(Image location labeling entries)
※

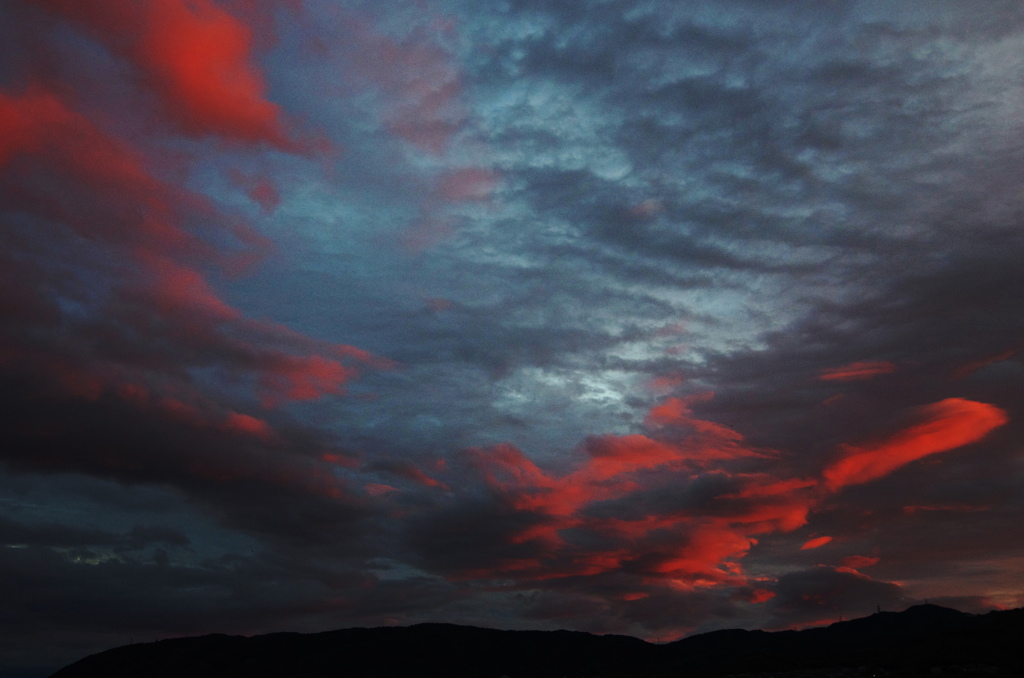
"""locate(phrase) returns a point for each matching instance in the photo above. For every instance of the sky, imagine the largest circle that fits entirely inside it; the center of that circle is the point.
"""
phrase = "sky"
(648, 318)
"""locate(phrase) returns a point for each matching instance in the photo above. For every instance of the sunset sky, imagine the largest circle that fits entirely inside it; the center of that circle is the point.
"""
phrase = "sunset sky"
(628, 316)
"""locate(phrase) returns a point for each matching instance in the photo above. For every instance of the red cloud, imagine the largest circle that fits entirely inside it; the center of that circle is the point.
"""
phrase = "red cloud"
(815, 543)
(687, 547)
(948, 424)
(195, 56)
(857, 371)
(858, 561)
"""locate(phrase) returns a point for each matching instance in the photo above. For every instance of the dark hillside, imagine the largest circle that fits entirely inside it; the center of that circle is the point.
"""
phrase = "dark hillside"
(925, 640)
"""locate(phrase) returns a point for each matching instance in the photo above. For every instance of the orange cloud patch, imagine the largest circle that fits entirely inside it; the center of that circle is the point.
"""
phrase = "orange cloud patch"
(857, 371)
(195, 56)
(859, 561)
(815, 543)
(677, 544)
(947, 424)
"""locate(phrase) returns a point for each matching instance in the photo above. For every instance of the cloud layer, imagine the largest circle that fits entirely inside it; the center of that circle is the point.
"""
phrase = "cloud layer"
(645, 318)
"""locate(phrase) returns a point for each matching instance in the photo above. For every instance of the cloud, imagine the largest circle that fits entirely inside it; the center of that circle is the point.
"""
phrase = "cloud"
(196, 56)
(946, 425)
(857, 371)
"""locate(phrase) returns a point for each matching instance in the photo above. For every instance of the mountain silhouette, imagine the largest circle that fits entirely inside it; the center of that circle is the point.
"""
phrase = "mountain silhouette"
(924, 640)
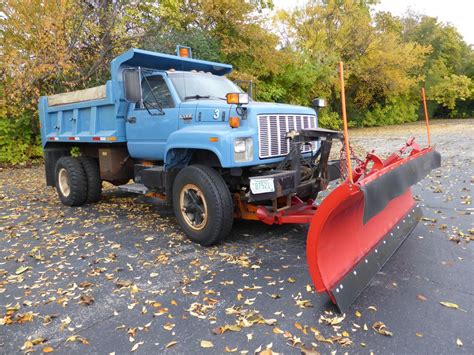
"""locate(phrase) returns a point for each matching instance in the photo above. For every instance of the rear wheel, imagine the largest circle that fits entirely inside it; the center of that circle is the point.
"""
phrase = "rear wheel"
(94, 182)
(71, 183)
(202, 204)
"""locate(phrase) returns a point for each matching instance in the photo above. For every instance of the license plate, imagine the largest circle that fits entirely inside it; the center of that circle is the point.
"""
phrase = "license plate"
(261, 186)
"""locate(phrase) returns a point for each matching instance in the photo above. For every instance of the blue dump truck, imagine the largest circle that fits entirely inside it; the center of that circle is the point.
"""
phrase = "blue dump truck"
(183, 132)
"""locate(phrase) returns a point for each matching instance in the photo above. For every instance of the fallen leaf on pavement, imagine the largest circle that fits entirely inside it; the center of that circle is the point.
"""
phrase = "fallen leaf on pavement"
(206, 344)
(381, 328)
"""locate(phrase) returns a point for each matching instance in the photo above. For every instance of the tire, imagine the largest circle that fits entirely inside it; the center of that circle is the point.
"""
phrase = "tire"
(196, 189)
(71, 182)
(94, 182)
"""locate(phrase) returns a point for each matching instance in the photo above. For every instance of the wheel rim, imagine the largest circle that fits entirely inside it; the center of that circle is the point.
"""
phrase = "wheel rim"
(193, 206)
(63, 181)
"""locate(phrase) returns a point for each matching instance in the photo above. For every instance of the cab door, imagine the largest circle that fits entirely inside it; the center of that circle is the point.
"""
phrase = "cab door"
(147, 127)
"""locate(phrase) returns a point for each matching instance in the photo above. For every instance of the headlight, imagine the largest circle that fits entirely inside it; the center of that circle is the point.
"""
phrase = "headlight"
(243, 150)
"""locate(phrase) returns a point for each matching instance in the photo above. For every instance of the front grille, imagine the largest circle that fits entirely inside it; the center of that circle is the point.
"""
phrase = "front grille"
(272, 130)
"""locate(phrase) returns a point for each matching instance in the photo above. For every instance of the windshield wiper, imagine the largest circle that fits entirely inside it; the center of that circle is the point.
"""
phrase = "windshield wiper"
(198, 97)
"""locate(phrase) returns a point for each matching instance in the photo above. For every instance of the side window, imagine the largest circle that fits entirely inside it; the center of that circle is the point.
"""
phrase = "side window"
(154, 89)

※

▸ DESCRIPTION OF THE TASK: Skip the pictures, then retype every line above exactly.

▸ FINISHED ANSWER:
"""locate(phrase) returns a point for each matching instance in the photo above. For every instance of the sky, imagine the largest circle that fits entirely inside it; the center of that circle is the point.
"""
phrase = "sky"
(648, 318)
"""locate(phrase) returns a point for each matching instance in the photo above. For every instance of the sunset sky, imagine the largest circle that fits entirely inside it; the center of that circle is the point.
"""
phrase = "sunset sky"
(628, 316)
"""locate(phrase) returns a point for each matching instance in the photo above. For every instance of the red cloud, imagine the largest circle that fits entirely inside it; the center of that circle is the point.
"""
phrase = "red cloud"
(815, 543)
(687, 547)
(948, 424)
(195, 56)
(857, 371)
(858, 561)
"""locate(phrase) returns a point for each matching instance in the photo above. For every instance of the dark hillside, imagine the largest circle that fits entirely inside it; the center of that circle is the point.
"""
phrase = "dark hillside"
(925, 640)
"""locate(phrase) returns a point for each matching instance in the photo above. For every instance of the orange cloud patch, imagine the largest circle that fits entirely inside it; the center of that circle is the point.
"""
phrase = "orange cloud patch"
(857, 371)
(195, 56)
(859, 561)
(815, 543)
(677, 544)
(947, 424)
"""locate(phrase) returns a point for each matching instance in the photo above. For every instance of the cloud layer, imagine the largest circle that fits entirely inside it; the center of that circle is the point.
"""
phrase = "cloud layer"
(645, 318)
"""locate(phrase) returns a point for each matching instance in the photo above. For every instance of the cloud, imagine the largest circle that fits entirely inside it; the center of that circle is the point.
"""
phrase = "cloud"
(196, 56)
(946, 425)
(857, 371)
"""locate(phrase) returns a point for each matching instance in the photo above. For every instance of the mountain silhouette, imagine the largest circle that fits entirely inside it; the center of that circle is the point.
"""
phrase = "mountain silhouette"
(924, 640)
"""locate(phrase) returns a point for each matching instance in the photo above. For every instance of the rear wheel, imagine the largest circle that fits entirely inside it; the center of that circle is the point.
"""
phrase = "rear wheel"
(94, 182)
(71, 183)
(202, 204)
"""locate(phrase) returns a point for each matching instance in the photo above. For every instance of the license plate, imagine the largest circle that fits entirely inside it; the center of that circle is the point.
"""
phrase = "license plate"
(261, 186)
"""locate(phrase) returns a point for each matching instance in the photo above. For every instance of the blue dump truck, imagine the largest circle that fits entirely inside it; the center of that circle is the point.
"""
phrase = "blue dump truck"
(183, 132)
"""locate(phrase) returns a point for each matching instance in the photo above. For every instance of the fallen leaf on pavement, imagine the largest circle that fits entirely inside it; the center of that circle is the point.
"""
phrase = "fallen leaf on pavement"
(206, 344)
(381, 328)
"""locate(phrase) returns a point for each matching instance in the photo above. For every instance of the tire, imagine the largest circle that fits entirely inside it; the center of that circle is the point.
"""
phrase = "tire"
(196, 189)
(71, 182)
(94, 182)
"""locate(phrase) returns a point for each matching instance in the photo above. For every instance of the wheel rim, imagine the largest circle that fits entirely inside it; the center of that circle is the point.
"""
phrase = "wheel rim"
(193, 206)
(63, 181)
"""locate(phrase) returns a point for each matching instance in the photo above. For every instance of the cab door, imagine the largest circle that fits entirely inside it; the center of that circle is the point.
"""
phrase = "cab door"
(147, 127)
"""locate(phrase) returns a point for each matching instance in the photo above. For every instance of the headlight, imagine the largest circle that fits entirely inside it; the center of that circle is the point.
"""
phrase = "headlight"
(243, 150)
"""locate(phrase) returns a point for each matching instance in the photo above. For every instance of the front grille, imagine the largest circle that fits entirely inside it; the center of that circle is the point.
"""
phrase = "front grille"
(272, 130)
"""locate(phrase) returns a point for each matching instance in the photo above. For every instance of the windshield wiper, imagine the largest circle that fits entirely inside it; the center of that circle is the point.
"""
phrase = "windshield wiper"
(198, 97)
"""locate(phrase) returns a point for each matching instance in the photo above. For every instance of the side window, imagine the largest circle that fits entirely inside it; the center of that circle is the point.
"""
phrase = "side window"
(154, 89)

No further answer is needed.